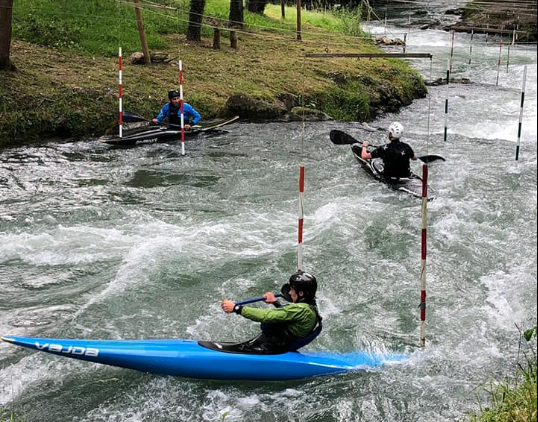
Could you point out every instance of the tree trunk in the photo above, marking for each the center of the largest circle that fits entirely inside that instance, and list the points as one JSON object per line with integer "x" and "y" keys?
{"x": 194, "y": 31}
{"x": 257, "y": 6}
{"x": 5, "y": 34}
{"x": 236, "y": 13}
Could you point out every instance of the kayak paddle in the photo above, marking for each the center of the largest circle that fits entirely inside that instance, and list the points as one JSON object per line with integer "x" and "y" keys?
{"x": 256, "y": 299}
{"x": 342, "y": 138}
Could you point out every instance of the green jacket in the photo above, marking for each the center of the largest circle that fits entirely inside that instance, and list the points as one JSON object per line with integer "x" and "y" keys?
{"x": 299, "y": 318}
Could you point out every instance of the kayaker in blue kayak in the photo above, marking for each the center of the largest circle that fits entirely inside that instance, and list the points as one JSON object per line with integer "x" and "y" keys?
{"x": 172, "y": 111}
{"x": 395, "y": 155}
{"x": 286, "y": 328}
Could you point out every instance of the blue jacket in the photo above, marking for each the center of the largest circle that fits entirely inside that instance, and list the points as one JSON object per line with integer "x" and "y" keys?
{"x": 188, "y": 111}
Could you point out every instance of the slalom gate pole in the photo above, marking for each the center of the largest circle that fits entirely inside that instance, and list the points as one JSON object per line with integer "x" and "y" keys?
{"x": 471, "y": 48}
{"x": 448, "y": 72}
{"x": 521, "y": 112}
{"x": 301, "y": 218}
{"x": 452, "y": 50}
{"x": 181, "y": 107}
{"x": 423, "y": 255}
{"x": 120, "y": 91}
{"x": 499, "y": 63}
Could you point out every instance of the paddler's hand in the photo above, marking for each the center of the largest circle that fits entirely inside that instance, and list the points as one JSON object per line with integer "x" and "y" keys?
{"x": 227, "y": 306}
{"x": 269, "y": 298}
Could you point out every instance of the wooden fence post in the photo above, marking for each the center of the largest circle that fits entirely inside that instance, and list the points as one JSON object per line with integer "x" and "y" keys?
{"x": 233, "y": 40}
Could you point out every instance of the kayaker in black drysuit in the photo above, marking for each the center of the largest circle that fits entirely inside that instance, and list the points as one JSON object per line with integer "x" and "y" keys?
{"x": 286, "y": 328}
{"x": 395, "y": 155}
{"x": 172, "y": 110}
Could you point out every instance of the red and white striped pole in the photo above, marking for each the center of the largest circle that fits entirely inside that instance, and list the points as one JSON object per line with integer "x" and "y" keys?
{"x": 452, "y": 50}
{"x": 448, "y": 73}
{"x": 499, "y": 63}
{"x": 181, "y": 108}
{"x": 301, "y": 218}
{"x": 120, "y": 92}
{"x": 423, "y": 255}
{"x": 520, "y": 127}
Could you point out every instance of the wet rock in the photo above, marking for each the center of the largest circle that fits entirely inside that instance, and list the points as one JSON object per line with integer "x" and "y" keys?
{"x": 442, "y": 81}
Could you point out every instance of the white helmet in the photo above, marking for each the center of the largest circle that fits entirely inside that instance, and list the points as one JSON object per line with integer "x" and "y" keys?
{"x": 396, "y": 130}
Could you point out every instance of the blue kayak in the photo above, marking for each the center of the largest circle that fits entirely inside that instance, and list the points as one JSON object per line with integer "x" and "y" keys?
{"x": 206, "y": 360}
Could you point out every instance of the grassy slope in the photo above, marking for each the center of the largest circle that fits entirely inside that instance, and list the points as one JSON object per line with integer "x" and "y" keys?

========================================================================

Task item
Above are the records; copy them exactly without the pictures.

Written response
Could you point out every instance of the tree trunk in the photo above, marking for each the center of the largest circle that fits entirely inside that instance, and list the points as one JSON object per line with integer "x" and "y" keys?
{"x": 194, "y": 31}
{"x": 257, "y": 6}
{"x": 5, "y": 34}
{"x": 236, "y": 13}
Could you point out every instance of the kayak paddle in the photo above, marking for each the center of the largest circle that fits entirely inside that instance, and list the points as one JSON object per line with integer "x" and "y" keys?
{"x": 256, "y": 299}
{"x": 342, "y": 138}
Could you point out every instance of the green jacket in the photo above, marking for each the center of the largest circle that fits entirely inside that instance, and list the points as one JSON object per line with integer "x" and "y" keys?
{"x": 299, "y": 318}
Could you point out every instance of the kayaker in blue kayak in the photo above, marking for each the center of the largest circle that fits entirely inside that instance, and list the points as one JSON object per line with integer "x" and "y" keys?
{"x": 172, "y": 111}
{"x": 395, "y": 155}
{"x": 286, "y": 328}
Could you point out every instance of the blue jacket in the photo above, marking for each the center of the largest circle that fits entirely inside that instance, and list the points as one JSON object per line with integer "x" and "y" keys?
{"x": 188, "y": 111}
Could you point out every instance of the slalom gate pole in the photo above, marking for each the center of the largest circle that fits entirely inside that instance, and list the points as one JSON object per line with integer "x" and "y" keys?
{"x": 471, "y": 48}
{"x": 448, "y": 72}
{"x": 521, "y": 112}
{"x": 301, "y": 218}
{"x": 452, "y": 50}
{"x": 181, "y": 107}
{"x": 423, "y": 255}
{"x": 120, "y": 91}
{"x": 499, "y": 63}
Could you point out every instance of the paddler's hand in the photo above, marking for each the center of the largest circle that fits entirely inside that instance, and list the points as one JSON object per line with integer "x" and "y" keys?
{"x": 227, "y": 306}
{"x": 269, "y": 298}
Could you point out every instance of the wooden fence post in the photo above, marking for each the center of the largest circle that fits entirely inside that instance, and list the points as one JSON object per line with integer "x" and "y" keys?
{"x": 233, "y": 40}
Could you point out every instance of the kayaker in black drysuit in the photo above, marking for each the center of the largest circle that fits entirely inside that instance, and list the points as one JSON object per line with integer "x" and "y" keys?
{"x": 286, "y": 328}
{"x": 395, "y": 155}
{"x": 172, "y": 110}
Could you point out every instance of the red and white striped pole in the photo above, marking for each the center of the largest circle that fits entirely inside that instance, and list the points as one JSON object per line with integer "x" and "y" keys?
{"x": 452, "y": 50}
{"x": 448, "y": 73}
{"x": 499, "y": 63}
{"x": 181, "y": 108}
{"x": 301, "y": 218}
{"x": 120, "y": 92}
{"x": 423, "y": 255}
{"x": 520, "y": 127}
Could you point out every instance of the wet rock in the photo above, marking for each the center of the largest circle that fits entirely inside that instance, and list the points as one JSON object per line with integer "x" and "y" keys?
{"x": 442, "y": 81}
Could you point out every instance of the white helmet in the photo above, marking for each the center of the largest circle that fits entirely inside that instance, and list the points as one JSON object per line with integer "x" and "y" keys?
{"x": 396, "y": 130}
Could you point out every instance of the blue kayak in the photo above, marking for each the center of the largest circle that fits entirely inside that instance, and list the points as one JSON object per line with integer "x" and "y" keys?
{"x": 206, "y": 360}
Could you point out every instance of the grassy slope in the photo above, marking for each the center of the largest circle that fits entirely inside that instance, and list the points as one JSON object per line with integer "x" and "y" keys?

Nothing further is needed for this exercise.